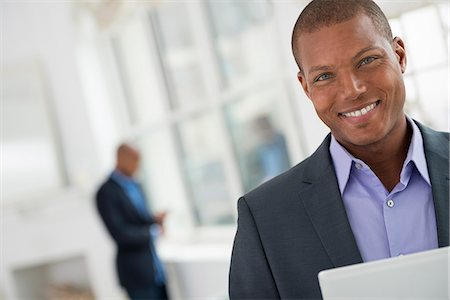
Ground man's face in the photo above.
[296,14,406,148]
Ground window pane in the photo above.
[439,1,450,30]
[113,17,166,124]
[417,68,450,130]
[0,64,65,204]
[401,6,447,70]
[207,0,277,85]
[138,128,193,235]
[225,91,290,191]
[178,114,234,225]
[154,1,205,109]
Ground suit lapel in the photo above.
[300,136,362,267]
[416,122,450,247]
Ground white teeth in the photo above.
[342,103,377,117]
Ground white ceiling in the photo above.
[375,0,436,18]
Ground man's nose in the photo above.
[340,72,367,101]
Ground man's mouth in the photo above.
[340,100,380,118]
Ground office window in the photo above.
[107,0,448,227]
[225,89,291,191]
[391,3,449,130]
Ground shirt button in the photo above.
[386,199,395,208]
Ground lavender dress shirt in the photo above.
[330,118,438,262]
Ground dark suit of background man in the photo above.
[96,144,167,299]
[229,0,449,299]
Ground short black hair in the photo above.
[291,0,393,71]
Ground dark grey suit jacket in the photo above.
[229,124,449,299]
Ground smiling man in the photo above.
[229,0,449,299]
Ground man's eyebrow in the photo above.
[308,46,379,74]
[352,46,379,60]
[308,66,333,74]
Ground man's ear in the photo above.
[297,70,311,99]
[392,36,406,73]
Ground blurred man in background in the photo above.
[96,144,168,299]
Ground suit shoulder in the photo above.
[95,178,120,201]
[243,135,332,210]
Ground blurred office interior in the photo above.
[0,0,449,299]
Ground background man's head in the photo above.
[116,144,140,177]
[291,0,393,72]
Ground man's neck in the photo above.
[346,118,412,191]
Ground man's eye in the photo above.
[314,73,331,82]
[359,56,376,66]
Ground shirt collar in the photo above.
[330,116,431,195]
[402,116,431,186]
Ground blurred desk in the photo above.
[160,243,232,299]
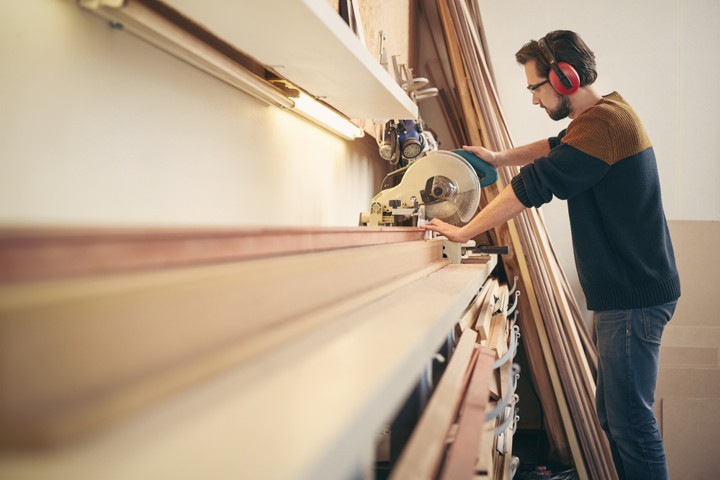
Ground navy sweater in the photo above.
[512,93,680,310]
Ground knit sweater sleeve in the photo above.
[511,119,610,207]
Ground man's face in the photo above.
[525,60,572,120]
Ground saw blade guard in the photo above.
[372,150,480,225]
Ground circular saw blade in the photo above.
[374,150,480,225]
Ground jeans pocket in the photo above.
[642,302,675,345]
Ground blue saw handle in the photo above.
[452,149,497,187]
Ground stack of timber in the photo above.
[0,227,509,480]
[420,0,616,480]
[390,277,520,480]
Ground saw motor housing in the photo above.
[360,150,497,226]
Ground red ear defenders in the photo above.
[538,37,580,95]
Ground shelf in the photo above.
[164,0,418,120]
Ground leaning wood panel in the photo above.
[0,237,447,443]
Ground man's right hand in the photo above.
[463,145,501,168]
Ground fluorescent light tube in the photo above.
[291,91,365,140]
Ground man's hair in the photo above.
[515,30,597,87]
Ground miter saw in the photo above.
[360,150,498,226]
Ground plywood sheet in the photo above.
[669,221,720,327]
[660,346,720,368]
[662,397,720,480]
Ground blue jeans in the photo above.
[595,302,677,480]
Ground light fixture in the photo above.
[291,91,365,140]
[78,0,364,140]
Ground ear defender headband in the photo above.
[538,37,580,95]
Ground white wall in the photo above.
[0,0,387,226]
[479,0,720,316]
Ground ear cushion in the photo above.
[548,62,580,95]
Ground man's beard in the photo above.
[545,95,572,120]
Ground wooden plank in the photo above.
[0,227,425,285]
[390,329,477,480]
[0,241,450,443]
[458,280,491,330]
[440,347,495,480]
[0,265,496,480]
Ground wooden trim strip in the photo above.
[441,347,495,479]
[0,227,425,285]
[390,328,477,480]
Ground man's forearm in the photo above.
[461,185,527,241]
[496,139,550,167]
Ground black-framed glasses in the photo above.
[527,78,550,95]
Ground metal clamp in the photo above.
[508,275,518,295]
[507,290,520,315]
[493,325,520,369]
[494,393,520,437]
[485,363,520,422]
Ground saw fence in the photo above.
[421,0,615,480]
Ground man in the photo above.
[422,31,680,480]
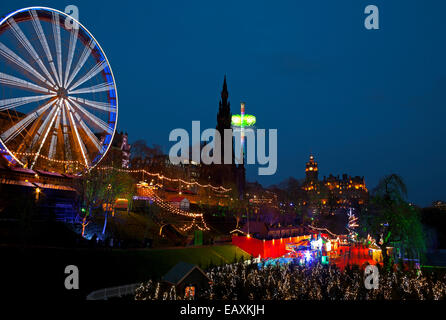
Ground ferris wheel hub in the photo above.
[57,87,68,99]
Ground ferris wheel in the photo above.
[0,7,118,174]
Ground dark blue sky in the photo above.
[0,0,446,205]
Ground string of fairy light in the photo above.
[15,152,232,193]
[98,166,232,193]
[139,188,209,231]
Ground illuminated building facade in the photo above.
[302,155,369,209]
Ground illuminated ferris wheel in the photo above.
[0,7,118,174]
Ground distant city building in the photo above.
[302,155,369,208]
[432,200,446,210]
[101,131,132,169]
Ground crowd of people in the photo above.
[135,263,446,300]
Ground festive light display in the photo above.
[347,208,359,241]
[135,263,446,301]
[0,7,118,174]
[138,187,209,231]
[231,102,256,160]
[98,166,232,193]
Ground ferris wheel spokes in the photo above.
[48,108,61,159]
[65,100,90,167]
[29,10,60,86]
[30,100,60,169]
[65,100,101,151]
[68,60,107,90]
[68,82,113,94]
[68,97,112,134]
[65,39,96,88]
[7,18,56,86]
[0,72,55,94]
[63,20,79,88]
[0,42,54,90]
[53,11,62,87]
[70,96,116,112]
[0,100,56,142]
[0,94,55,111]
[0,7,118,173]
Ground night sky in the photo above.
[0,0,446,205]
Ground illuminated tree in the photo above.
[361,174,425,270]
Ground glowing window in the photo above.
[185,286,195,298]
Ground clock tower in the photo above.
[305,155,318,182]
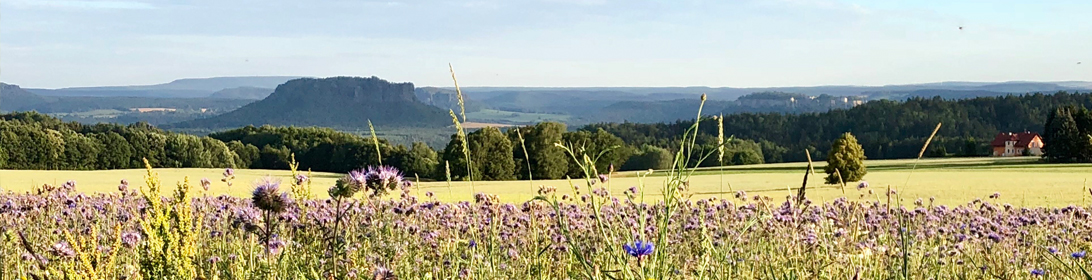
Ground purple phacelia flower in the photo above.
[49,241,75,258]
[251,177,289,213]
[121,232,141,248]
[621,241,655,258]
[364,165,402,196]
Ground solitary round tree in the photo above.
[826,132,868,184]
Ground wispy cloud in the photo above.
[11,0,155,10]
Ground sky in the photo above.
[0,0,1092,89]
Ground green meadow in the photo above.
[0,158,1092,207]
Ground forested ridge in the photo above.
[581,92,1092,162]
[0,92,1092,179]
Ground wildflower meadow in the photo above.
[0,95,1092,279]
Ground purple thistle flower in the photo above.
[49,241,75,258]
[265,234,285,255]
[371,267,399,280]
[1031,268,1046,276]
[621,241,655,258]
[364,165,402,196]
[121,232,141,248]
[736,190,747,199]
[251,177,289,213]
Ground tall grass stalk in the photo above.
[788,149,816,205]
[902,123,942,187]
[515,128,535,191]
[448,63,475,195]
[368,119,383,165]
[716,114,732,197]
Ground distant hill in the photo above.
[209,86,273,100]
[171,77,451,129]
[0,83,50,112]
[414,86,484,113]
[27,77,299,98]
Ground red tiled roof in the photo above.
[989,132,1040,148]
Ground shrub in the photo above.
[826,132,868,184]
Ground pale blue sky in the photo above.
[0,0,1092,88]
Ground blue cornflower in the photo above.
[621,241,655,258]
[1031,268,1046,276]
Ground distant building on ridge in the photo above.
[989,131,1043,156]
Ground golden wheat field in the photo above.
[0,158,1092,207]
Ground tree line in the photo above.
[0,113,762,180]
[8,92,1092,180]
[581,92,1092,162]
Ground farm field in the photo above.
[0,158,1092,207]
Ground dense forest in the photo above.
[581,92,1092,162]
[170,77,451,129]
[0,113,762,179]
[6,92,1092,179]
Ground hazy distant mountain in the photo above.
[0,83,50,112]
[173,77,451,129]
[209,86,273,100]
[27,77,298,97]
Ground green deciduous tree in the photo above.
[621,144,675,171]
[508,121,570,179]
[466,127,515,180]
[227,140,261,168]
[391,142,438,178]
[824,132,868,184]
[561,129,633,177]
[1043,107,1089,163]
[94,131,137,170]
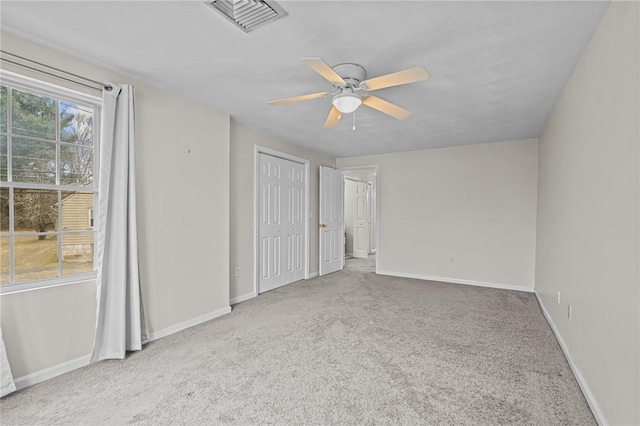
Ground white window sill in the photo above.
[0,272,97,295]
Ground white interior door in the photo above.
[353,182,371,259]
[319,166,344,275]
[258,153,306,293]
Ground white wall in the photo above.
[536,2,640,425]
[0,32,230,378]
[337,139,537,291]
[227,120,334,299]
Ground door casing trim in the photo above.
[253,145,311,296]
[339,164,382,274]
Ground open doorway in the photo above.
[342,166,378,272]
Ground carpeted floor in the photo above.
[0,255,595,425]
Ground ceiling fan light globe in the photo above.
[332,93,362,114]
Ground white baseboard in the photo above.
[14,354,91,390]
[14,306,231,390]
[534,292,608,426]
[376,270,533,293]
[229,292,256,305]
[142,306,231,345]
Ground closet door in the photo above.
[258,153,306,293]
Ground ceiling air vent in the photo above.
[207,0,288,33]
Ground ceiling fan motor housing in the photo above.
[333,63,367,89]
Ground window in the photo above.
[0,73,100,291]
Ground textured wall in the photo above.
[229,120,334,298]
[1,33,230,378]
[337,139,537,289]
[536,2,640,424]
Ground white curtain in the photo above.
[0,328,16,397]
[91,85,144,362]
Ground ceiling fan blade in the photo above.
[362,96,411,120]
[267,92,329,106]
[360,67,429,90]
[324,107,342,127]
[302,58,347,85]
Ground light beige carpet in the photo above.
[0,259,595,425]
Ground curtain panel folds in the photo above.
[0,328,16,397]
[91,84,146,362]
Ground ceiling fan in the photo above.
[267,58,429,128]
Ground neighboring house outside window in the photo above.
[0,73,100,292]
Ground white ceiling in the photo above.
[1,1,608,157]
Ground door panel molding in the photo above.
[252,145,310,295]
[340,163,383,274]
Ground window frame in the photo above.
[0,70,102,294]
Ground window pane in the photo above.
[13,188,58,232]
[11,89,56,140]
[60,101,93,146]
[0,237,9,284]
[62,233,93,275]
[14,234,58,282]
[61,191,93,231]
[11,138,56,184]
[60,145,93,186]
[0,86,7,133]
[0,136,7,182]
[0,188,9,233]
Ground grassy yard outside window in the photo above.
[0,73,100,292]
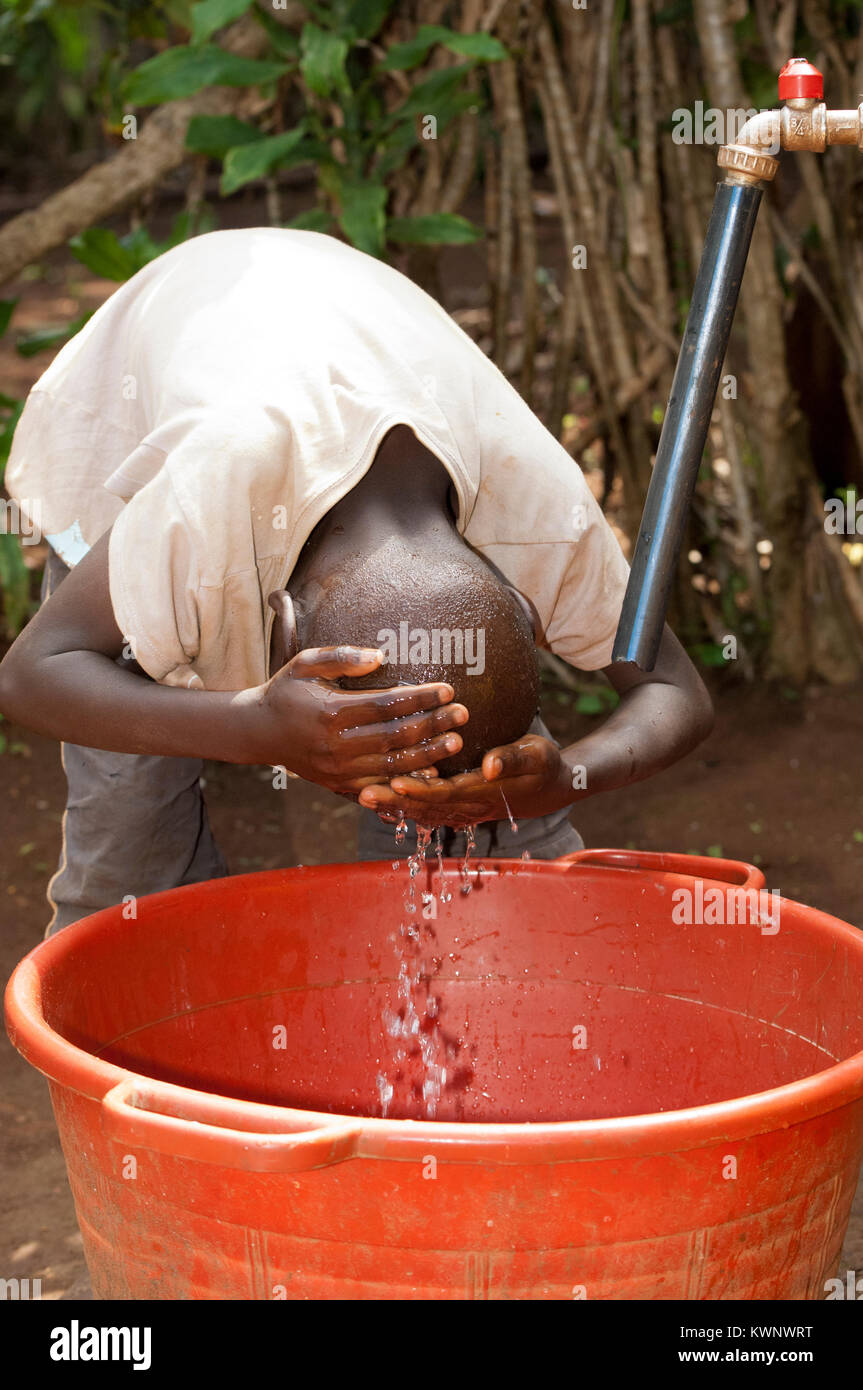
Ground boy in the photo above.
[0,228,712,931]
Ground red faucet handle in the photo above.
[780,58,824,101]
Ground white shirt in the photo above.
[6,228,628,691]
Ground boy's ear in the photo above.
[267,589,299,677]
[503,584,542,642]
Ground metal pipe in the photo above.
[611,58,863,671]
[611,183,762,671]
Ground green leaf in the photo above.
[192,0,252,43]
[300,24,350,96]
[0,396,24,480]
[15,309,93,357]
[69,227,140,281]
[285,207,332,232]
[122,43,288,106]
[347,0,393,39]
[158,203,215,243]
[221,125,322,196]
[381,24,507,72]
[386,213,484,246]
[254,8,300,63]
[186,115,261,160]
[0,299,18,338]
[339,179,388,256]
[0,531,31,637]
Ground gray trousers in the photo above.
[42,552,582,937]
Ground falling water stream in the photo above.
[377,808,489,1119]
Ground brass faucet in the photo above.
[717,58,863,183]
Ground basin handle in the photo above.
[101,1076,363,1173]
[556,849,764,888]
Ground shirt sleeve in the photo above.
[546,500,630,671]
[108,468,203,688]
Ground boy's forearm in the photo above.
[0,652,260,763]
[561,682,713,799]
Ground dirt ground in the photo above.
[0,687,863,1300]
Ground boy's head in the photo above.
[290,535,539,776]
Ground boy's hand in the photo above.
[243,646,468,799]
[352,734,578,826]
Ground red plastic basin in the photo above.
[7,851,863,1300]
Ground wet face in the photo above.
[292,537,539,776]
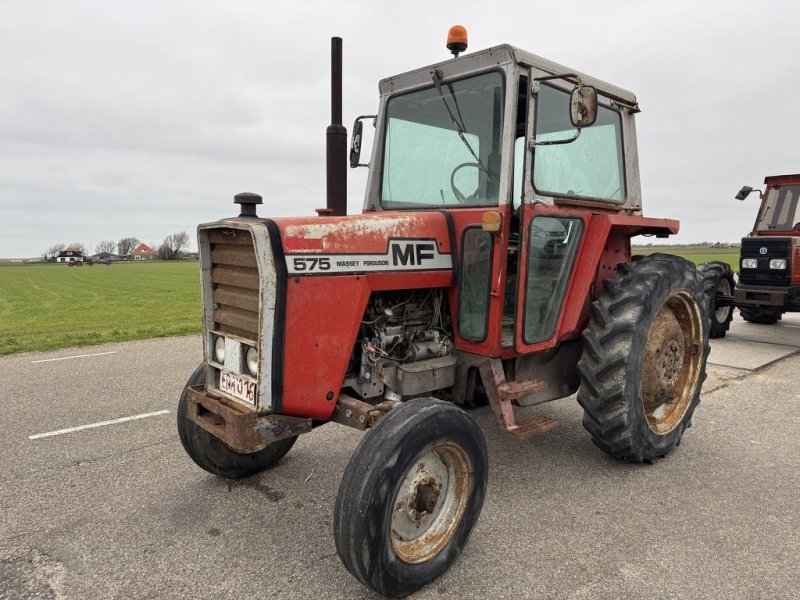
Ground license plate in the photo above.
[219,371,256,406]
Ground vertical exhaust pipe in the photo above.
[325,37,347,215]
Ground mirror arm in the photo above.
[528,127,581,150]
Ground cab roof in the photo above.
[378,44,638,109]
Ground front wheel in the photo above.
[698,262,736,339]
[334,398,488,597]
[178,364,297,479]
[578,254,709,462]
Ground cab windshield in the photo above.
[756,185,800,231]
[381,71,504,209]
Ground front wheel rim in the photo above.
[389,443,472,564]
[642,290,703,435]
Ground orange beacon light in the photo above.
[447,25,467,58]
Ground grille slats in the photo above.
[208,229,259,340]
[211,265,259,292]
[211,244,258,268]
[214,306,258,333]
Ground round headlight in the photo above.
[244,346,258,375]
[214,336,225,364]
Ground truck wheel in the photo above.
[698,262,736,338]
[333,398,488,597]
[178,365,297,479]
[578,254,709,462]
[739,308,780,325]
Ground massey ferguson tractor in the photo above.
[700,174,800,338]
[178,27,709,597]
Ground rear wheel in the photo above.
[178,365,297,479]
[699,262,736,338]
[578,254,709,462]
[334,398,488,597]
[739,308,781,325]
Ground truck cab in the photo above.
[701,174,800,337]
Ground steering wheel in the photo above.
[450,162,481,204]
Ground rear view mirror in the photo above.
[350,119,364,169]
[528,73,597,148]
[569,85,597,129]
[736,185,753,200]
[350,115,375,169]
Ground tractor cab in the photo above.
[350,45,677,366]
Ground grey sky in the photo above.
[0,0,800,257]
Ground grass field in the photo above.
[0,261,201,355]
[0,246,738,355]
[633,246,739,273]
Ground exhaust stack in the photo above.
[325,37,347,215]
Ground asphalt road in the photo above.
[0,329,800,600]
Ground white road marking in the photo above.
[31,350,117,365]
[28,410,169,440]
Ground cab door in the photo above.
[514,70,590,354]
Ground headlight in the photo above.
[769,258,786,269]
[244,346,258,376]
[214,335,225,365]
[742,258,758,269]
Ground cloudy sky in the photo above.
[0,0,800,257]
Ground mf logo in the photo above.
[391,242,436,267]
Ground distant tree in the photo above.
[44,244,67,260]
[94,240,117,254]
[117,237,139,256]
[158,231,189,260]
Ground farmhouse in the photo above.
[128,243,156,260]
[55,246,85,262]
[92,252,120,263]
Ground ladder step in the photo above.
[502,415,558,440]
[497,379,547,401]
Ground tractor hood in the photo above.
[272,211,455,276]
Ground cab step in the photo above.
[502,415,558,441]
[480,358,558,440]
[497,379,547,402]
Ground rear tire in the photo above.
[178,365,297,479]
[739,307,781,325]
[578,254,709,462]
[334,398,488,597]
[698,262,736,339]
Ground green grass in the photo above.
[0,261,202,355]
[633,246,739,273]
[0,246,739,355]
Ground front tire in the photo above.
[698,262,736,339]
[178,364,297,479]
[578,254,709,462]
[334,398,488,597]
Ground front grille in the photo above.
[739,237,792,286]
[208,229,259,340]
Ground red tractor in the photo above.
[178,28,709,596]
[700,174,800,338]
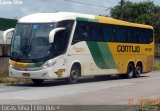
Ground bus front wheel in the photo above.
[126,63,135,79]
[67,65,81,84]
[32,79,44,85]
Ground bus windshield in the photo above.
[11,23,55,60]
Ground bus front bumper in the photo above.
[9,66,58,79]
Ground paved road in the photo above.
[0,72,160,105]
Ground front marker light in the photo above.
[42,60,57,69]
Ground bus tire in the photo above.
[126,63,135,79]
[134,64,142,78]
[67,64,81,84]
[32,79,44,85]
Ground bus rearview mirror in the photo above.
[49,27,66,43]
[3,28,14,44]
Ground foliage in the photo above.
[0,18,17,31]
[110,1,160,41]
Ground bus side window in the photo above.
[116,26,126,42]
[127,28,138,43]
[103,25,115,42]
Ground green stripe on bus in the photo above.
[87,42,117,69]
[77,17,98,22]
[97,42,117,69]
[87,42,107,69]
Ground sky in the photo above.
[0,0,160,19]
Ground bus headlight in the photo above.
[42,60,57,69]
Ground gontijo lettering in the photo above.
[117,45,140,52]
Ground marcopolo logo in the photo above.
[117,45,140,53]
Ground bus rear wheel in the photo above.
[67,65,81,84]
[126,63,135,79]
[134,64,142,78]
[32,79,44,85]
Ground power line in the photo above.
[64,0,111,9]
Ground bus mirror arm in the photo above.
[49,27,66,43]
[3,28,14,44]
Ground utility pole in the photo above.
[120,0,124,20]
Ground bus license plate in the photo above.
[23,73,30,77]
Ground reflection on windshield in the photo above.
[11,24,55,59]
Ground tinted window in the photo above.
[103,25,115,42]
[116,26,126,42]
[127,28,137,43]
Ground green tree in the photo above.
[110,0,160,41]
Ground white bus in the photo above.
[3,12,154,84]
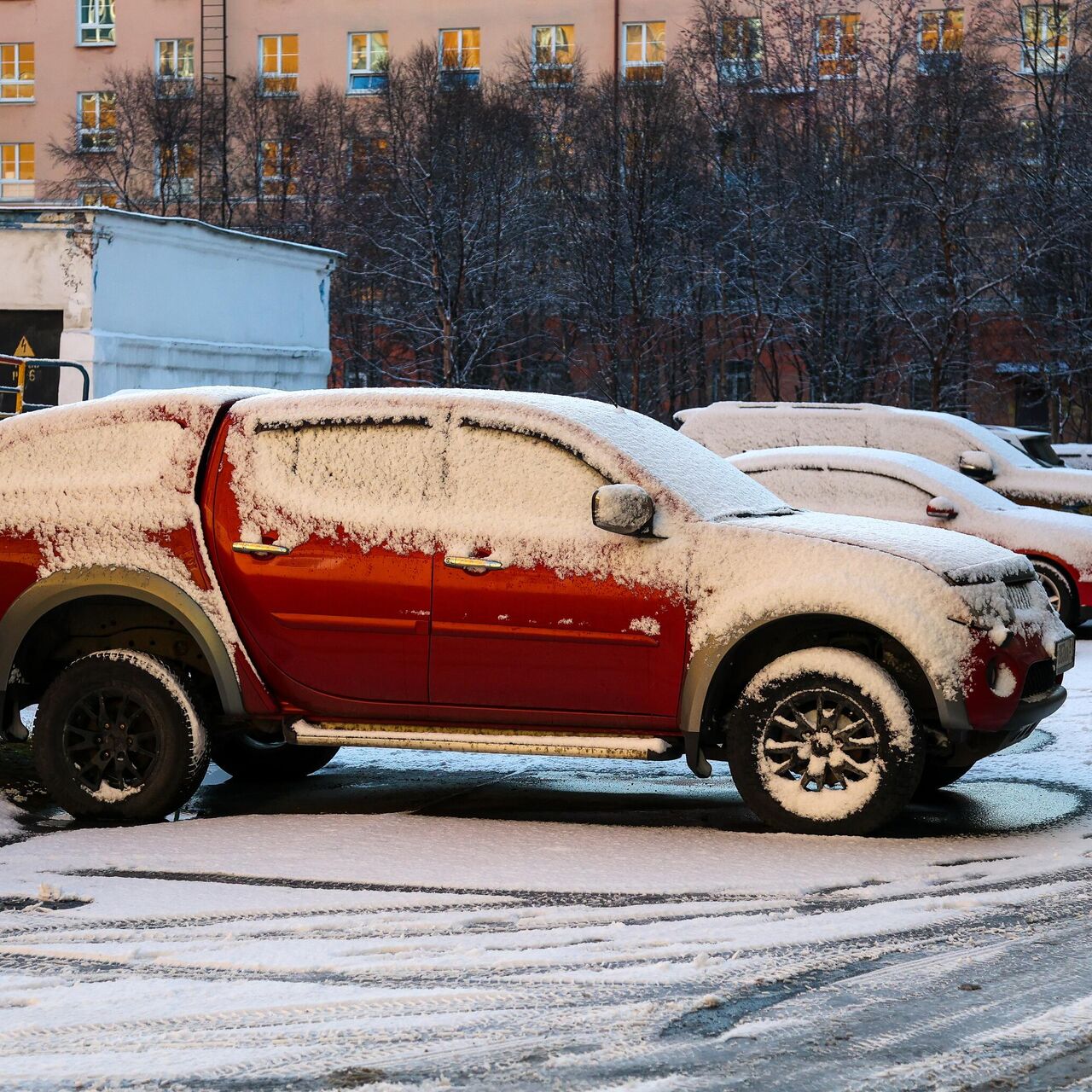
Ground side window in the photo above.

--

> **GIVEN PROBLEM**:
Rewrite every line from the top up to and including the line containing "[340,72,367,101]", offsetting each bounding-box coordinate by -104 and leaving every other line as it is. Omit the pictures.

> **TASK OUTPUT**:
Ground man's face in the photo above.
[192,-90,302,44]
Ground window pane in the photo above.
[335,-103,346,-74]
[9,-87,62,20]
[313,-36,346,26]
[-104,-40,-39,100]
[297,-98,343,-34]
[103,-104,173,-19]
[34,24,89,131]
[121,-13,186,87]
[74,10,130,121]
[50,-103,101,5]
Ground suit lapel in the photo above.
[196,32,258,163]
[312,18,346,143]
Ground white teeth in the photo above.
[238,-1,273,13]
Ground white ceiling in the photo above.
[271,-104,332,-86]
Ground man's nose in the photo above.
[236,-32,263,-3]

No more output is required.